OPDRACHT EN EISEN >> Zet de tekst over de geschiedenis van HSC'21 voort vanaf de laatste zin die er staat.

PAGINATEKST >>
▼

Historie - HSC'21

Historie



1878 tot 1921
Als voetbal in 1878 in Nederland wordt geïntroduceerd op kostschool Noordthey in Voorschoten, is de nieuwe sport een aangelegenheid voor de rijkere klasse. In de eerste decennia dat er in Nederland wordt gevoetbald blijft dat ook zo. De arbeidersklasse is van 's morgens vroeg tot 's avonds laat onder slechte omstandigheden aan het werk in de fabriek en heeft überhaupt geen tijd om aan triviale dingen als voetbal te kunnen doen.

Zo rond 1910 verandert dat langzaam. De welvaart neemt toe, sociale voorzieningen worden stukje bij beetje ingevoerd en de vrije tijd neemt ook voor Jan met de pet toe. In 1903 wordt in Haaksbergen de eerste voetbalclub opgericht onder de naam Excelsior, het latere vv Haaksbergen. Deze vereniging afficheert zich als openbaar, maar in werkelijkheid betekent openbaar niet dat iedereen even welkom is. In de verzuilde wereld die Nederland in die tijd is, is het voor de katholieke Haaksbergse jeugd niet logisch en gewenst lid te worden van deze club.

Daarom besluit in het midden van de jaren tien een groep jongens van katholieke afkomst zelf maar een voetbalclub op te richten onder de naam Geel Zwart. Aanvankelijk werken zij hun wedstrijden af op een stuk braakliggend terrein daar waar nu het Zwarteland is en later aan de Enschedesestraat ter hoogte van de Veldmaat. Hoewel er geen sprake is van een goed georganiseerde club met een stevige basis neemt Geel Zwart wel deel aan de eerste competitie van de RKUVB (Rooms Katholieke Utrechtse Voetbalbond) die zojuist is opgericht. Gebrek aan spelers noopt Geel Zwart al na één weinig succesvol jaar de pijp aan Maarten te geven.

▲

GEGEVENS >>
▼

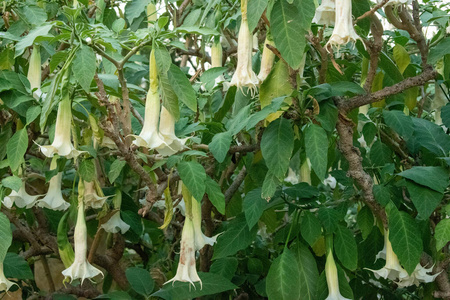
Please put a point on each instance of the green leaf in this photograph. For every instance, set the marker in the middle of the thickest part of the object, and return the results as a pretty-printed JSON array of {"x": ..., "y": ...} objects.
[
  {"x": 438, "y": 51},
  {"x": 5, "y": 236},
  {"x": 308, "y": 272},
  {"x": 12, "y": 182},
  {"x": 288, "y": 32},
  {"x": 253, "y": 206},
  {"x": 310, "y": 228},
  {"x": 401, "y": 57},
  {"x": 34, "y": 14},
  {"x": 140, "y": 280},
  {"x": 425, "y": 200},
  {"x": 215, "y": 195},
  {"x": 170, "y": 99},
  {"x": 211, "y": 284},
  {"x": 32, "y": 113},
  {"x": 398, "y": 121},
  {"x": 276, "y": 84},
  {"x": 135, "y": 8},
  {"x": 431, "y": 137},
  {"x": 220, "y": 145},
  {"x": 115, "y": 169},
  {"x": 197, "y": 30},
  {"x": 15, "y": 266},
  {"x": 182, "y": 87},
  {"x": 16, "y": 148},
  {"x": 87, "y": 170},
  {"x": 435, "y": 178},
  {"x": 225, "y": 267},
  {"x": 442, "y": 234},
  {"x": 365, "y": 221},
  {"x": 277, "y": 144},
  {"x": 405, "y": 238},
  {"x": 194, "y": 177},
  {"x": 283, "y": 278},
  {"x": 316, "y": 147},
  {"x": 345, "y": 247},
  {"x": 236, "y": 237},
  {"x": 28, "y": 40},
  {"x": 84, "y": 66},
  {"x": 269, "y": 185},
  {"x": 255, "y": 9},
  {"x": 329, "y": 218},
  {"x": 263, "y": 113}
]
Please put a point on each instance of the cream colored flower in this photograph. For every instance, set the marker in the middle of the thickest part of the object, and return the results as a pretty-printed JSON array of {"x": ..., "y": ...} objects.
[
  {"x": 115, "y": 224},
  {"x": 332, "y": 278},
  {"x": 187, "y": 271},
  {"x": 5, "y": 284},
  {"x": 343, "y": 32},
  {"x": 244, "y": 75},
  {"x": 21, "y": 198},
  {"x": 392, "y": 269},
  {"x": 267, "y": 59},
  {"x": 167, "y": 132},
  {"x": 54, "y": 199},
  {"x": 81, "y": 268},
  {"x": 325, "y": 13},
  {"x": 91, "y": 195},
  {"x": 62, "y": 144},
  {"x": 200, "y": 239},
  {"x": 34, "y": 72}
]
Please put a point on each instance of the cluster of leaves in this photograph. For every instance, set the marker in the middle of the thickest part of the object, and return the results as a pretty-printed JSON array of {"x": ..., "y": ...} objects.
[{"x": 267, "y": 169}]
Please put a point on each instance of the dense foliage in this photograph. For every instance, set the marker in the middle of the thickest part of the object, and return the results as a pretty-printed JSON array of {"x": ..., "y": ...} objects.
[{"x": 280, "y": 148}]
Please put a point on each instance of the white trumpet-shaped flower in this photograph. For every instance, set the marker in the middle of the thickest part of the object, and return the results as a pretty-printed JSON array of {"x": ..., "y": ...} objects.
[
  {"x": 187, "y": 271},
  {"x": 325, "y": 13},
  {"x": 200, "y": 239},
  {"x": 392, "y": 269},
  {"x": 5, "y": 284},
  {"x": 332, "y": 278},
  {"x": 167, "y": 131},
  {"x": 267, "y": 59},
  {"x": 62, "y": 144},
  {"x": 34, "y": 72},
  {"x": 81, "y": 268},
  {"x": 20, "y": 198},
  {"x": 91, "y": 195},
  {"x": 343, "y": 31},
  {"x": 115, "y": 224},
  {"x": 54, "y": 199},
  {"x": 244, "y": 75}
]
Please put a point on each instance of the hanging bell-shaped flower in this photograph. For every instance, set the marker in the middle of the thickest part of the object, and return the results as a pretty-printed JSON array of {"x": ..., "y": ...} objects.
[
  {"x": 5, "y": 284},
  {"x": 325, "y": 13},
  {"x": 81, "y": 268},
  {"x": 150, "y": 136},
  {"x": 34, "y": 72},
  {"x": 91, "y": 194},
  {"x": 54, "y": 199},
  {"x": 343, "y": 32},
  {"x": 331, "y": 274},
  {"x": 244, "y": 75},
  {"x": 267, "y": 59},
  {"x": 20, "y": 198},
  {"x": 62, "y": 144},
  {"x": 392, "y": 269},
  {"x": 187, "y": 271}
]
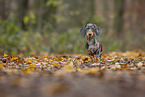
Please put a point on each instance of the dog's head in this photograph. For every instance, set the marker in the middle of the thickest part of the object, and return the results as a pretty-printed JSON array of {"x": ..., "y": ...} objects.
[{"x": 90, "y": 30}]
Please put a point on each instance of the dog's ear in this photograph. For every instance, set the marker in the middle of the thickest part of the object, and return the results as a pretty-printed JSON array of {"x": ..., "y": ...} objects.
[
  {"x": 97, "y": 30},
  {"x": 83, "y": 31}
]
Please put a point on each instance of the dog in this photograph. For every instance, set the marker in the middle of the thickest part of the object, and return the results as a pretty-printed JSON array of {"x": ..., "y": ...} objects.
[{"x": 93, "y": 47}]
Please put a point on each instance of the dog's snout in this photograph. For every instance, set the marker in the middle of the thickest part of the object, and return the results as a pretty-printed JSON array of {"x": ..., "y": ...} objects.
[{"x": 90, "y": 34}]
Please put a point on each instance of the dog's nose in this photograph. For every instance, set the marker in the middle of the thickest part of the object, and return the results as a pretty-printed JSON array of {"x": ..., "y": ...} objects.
[{"x": 90, "y": 34}]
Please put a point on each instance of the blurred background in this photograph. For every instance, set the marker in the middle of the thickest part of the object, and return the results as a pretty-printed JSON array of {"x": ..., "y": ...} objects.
[{"x": 35, "y": 26}]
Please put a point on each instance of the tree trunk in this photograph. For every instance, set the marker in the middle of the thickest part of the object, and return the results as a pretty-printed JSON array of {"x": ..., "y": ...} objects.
[{"x": 118, "y": 19}]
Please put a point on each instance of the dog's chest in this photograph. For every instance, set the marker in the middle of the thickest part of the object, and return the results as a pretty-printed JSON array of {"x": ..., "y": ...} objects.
[{"x": 93, "y": 43}]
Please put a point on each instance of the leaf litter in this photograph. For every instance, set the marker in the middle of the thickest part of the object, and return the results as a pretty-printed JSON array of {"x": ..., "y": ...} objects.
[{"x": 118, "y": 73}]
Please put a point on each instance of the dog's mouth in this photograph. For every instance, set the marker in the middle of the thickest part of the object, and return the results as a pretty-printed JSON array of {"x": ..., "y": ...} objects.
[{"x": 89, "y": 34}]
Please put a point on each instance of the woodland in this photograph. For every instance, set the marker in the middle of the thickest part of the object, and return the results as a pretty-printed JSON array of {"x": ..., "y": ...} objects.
[{"x": 42, "y": 53}]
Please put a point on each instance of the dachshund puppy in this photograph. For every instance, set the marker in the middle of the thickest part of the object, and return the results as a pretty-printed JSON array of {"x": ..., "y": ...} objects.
[{"x": 93, "y": 47}]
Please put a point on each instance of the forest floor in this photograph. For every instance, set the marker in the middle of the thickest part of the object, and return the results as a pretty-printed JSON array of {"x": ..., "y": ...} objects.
[{"x": 118, "y": 74}]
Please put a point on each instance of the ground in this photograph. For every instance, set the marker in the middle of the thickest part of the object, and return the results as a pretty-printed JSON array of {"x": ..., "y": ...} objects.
[{"x": 118, "y": 74}]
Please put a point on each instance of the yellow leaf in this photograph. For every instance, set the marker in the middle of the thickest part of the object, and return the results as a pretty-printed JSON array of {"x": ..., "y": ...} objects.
[
  {"x": 14, "y": 58},
  {"x": 55, "y": 64},
  {"x": 33, "y": 65},
  {"x": 45, "y": 56},
  {"x": 57, "y": 58},
  {"x": 68, "y": 68},
  {"x": 29, "y": 61},
  {"x": 1, "y": 66},
  {"x": 5, "y": 55},
  {"x": 93, "y": 70}
]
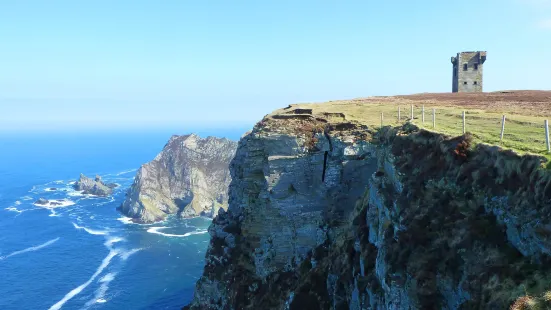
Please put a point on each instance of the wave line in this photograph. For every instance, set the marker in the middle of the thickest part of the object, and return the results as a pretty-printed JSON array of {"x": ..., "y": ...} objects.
[{"x": 79, "y": 289}]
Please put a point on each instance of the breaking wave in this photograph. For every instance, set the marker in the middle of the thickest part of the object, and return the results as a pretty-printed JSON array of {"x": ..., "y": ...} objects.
[
  {"x": 76, "y": 291},
  {"x": 155, "y": 230},
  {"x": 91, "y": 231}
]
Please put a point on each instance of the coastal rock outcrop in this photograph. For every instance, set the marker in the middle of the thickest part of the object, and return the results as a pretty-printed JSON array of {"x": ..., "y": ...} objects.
[
  {"x": 328, "y": 213},
  {"x": 94, "y": 186},
  {"x": 190, "y": 177}
]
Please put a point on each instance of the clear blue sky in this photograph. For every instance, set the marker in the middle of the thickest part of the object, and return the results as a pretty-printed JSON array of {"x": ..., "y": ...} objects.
[{"x": 71, "y": 64}]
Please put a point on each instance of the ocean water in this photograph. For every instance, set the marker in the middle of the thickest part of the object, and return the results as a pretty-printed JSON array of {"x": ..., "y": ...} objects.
[{"x": 83, "y": 254}]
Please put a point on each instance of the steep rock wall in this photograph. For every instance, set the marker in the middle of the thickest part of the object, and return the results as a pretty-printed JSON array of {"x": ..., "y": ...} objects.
[
  {"x": 189, "y": 177},
  {"x": 327, "y": 214}
]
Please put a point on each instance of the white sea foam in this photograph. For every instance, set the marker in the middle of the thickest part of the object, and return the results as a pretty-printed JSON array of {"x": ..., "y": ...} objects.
[
  {"x": 112, "y": 240},
  {"x": 56, "y": 203},
  {"x": 125, "y": 172},
  {"x": 155, "y": 230},
  {"x": 79, "y": 289},
  {"x": 13, "y": 209},
  {"x": 99, "y": 296},
  {"x": 126, "y": 255},
  {"x": 90, "y": 231},
  {"x": 125, "y": 220},
  {"x": 31, "y": 249},
  {"x": 74, "y": 193}
]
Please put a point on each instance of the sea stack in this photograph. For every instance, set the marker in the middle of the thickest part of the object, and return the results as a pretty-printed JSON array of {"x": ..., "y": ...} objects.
[
  {"x": 190, "y": 177},
  {"x": 94, "y": 186}
]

▲

RESULTAAT OPDRACHT >>
Vier jaar later wordt uit de brokstukken van Geel Zwart een nieuwe club opgericht: DIO (Door Inspanning Ontspanning). De gevolgen van de eerste wereldoorlog zijn grotendeels uitgewerkt en de economie zit in de lift. De omstandigheden om een nieuwe start te maken zijn dan ook een stuk beter dan in 1915, toen door de mobilisatie de voetbalclubs voortdurend spelers kwijtraken. Uiteraard wordt er weer aangeklopt bij de katholieke RKUVB (Rooms Katholieke Utrechtse Voetbalbond), dat inmiddels onderdeel is van de overkoepelende Rooms Katholieke Federatie (RKF). De plaatselijke geestelijkheid heeft echter ook een forse vinger in de pap, dus voordat de aanmelding een feit is, moet er eerst overleg worden gevoerd met de pastoor. Als die er van overtuigd is dat het kerkbezoek niet in het gedrang komt door het voetballen kan DIO officieel worden opgericht en wel op 21 juni 1921.



De elftallen van DIO en Golto bij de oprichtingswedstrijd in 1921.

Nog diezelfde week is de eerste rel geboren. De feestelijkheden die worden gehouden naar aanleiding van de officiële oprichting worden na het vertrek de van de ook aanwezige geestelijken iets te uitbundig voortgezet. Althans in de ogen van Kapelaan Swilders die uit voorzorg toch maar in de buurt is gebleven. Er wordt zelfs gedanst, in die dagen ongeveer toppunt van onzedelijkheid. Het voltallige bestuur moet daarom de volgende dag op het matje komen bij de pastoor om een stevige reprimande te ontvangen. Zelfs in de zondagse kerkdienst wordt het normvervagende gedrag van de spelers aan de kaak gesteld, zodat ook de ouders van de spelers te weten komen wat er is gebeurd.

1921 tot 1940
DIO mag beginnen in de Twentse afdeling van de RKUVB. Tegenstanders zijn al lang vergeten clubs als Golto (Hengelo), Effecto 2 (Delden) en Almelonia 2 (Almelo). Gespeeld wordt er inmiddels op de Hofstede, het terrein van boer Zuthof in de huidige wijk Hassinkbrink. De tegenstanders mogen zich omkleden in Café Hollink aan de Goorseweg, de spelers van HAC worden geacht zich thuis al in het - dan nog steeds - geel-zwarte tenue te hijsen. Een trainer is er niet, de spelers onderrichten zichzelf met een uit de clubkas aangeschafte en op Engelse leest geschoeide handleiding. Deze handleiding blijkt toch zijn waarde te hebben want binnen enkele jaren klimt de inmiddels tot HAC omgedoopte club naar de tweede klasse van de RKF. In 1930 behaalt HAC het kampioenschap van de tweede klasse van de RKF (later: RKIVCB), maar in de beslissingswedstrijden blijkt het Ulftse SDOUC - met 1-0 en liefst 7-1 - tot twee keer toe te sterk. HAC loopt daardoor promotie naar het hoogste niveau van het katholieke voetbal mis.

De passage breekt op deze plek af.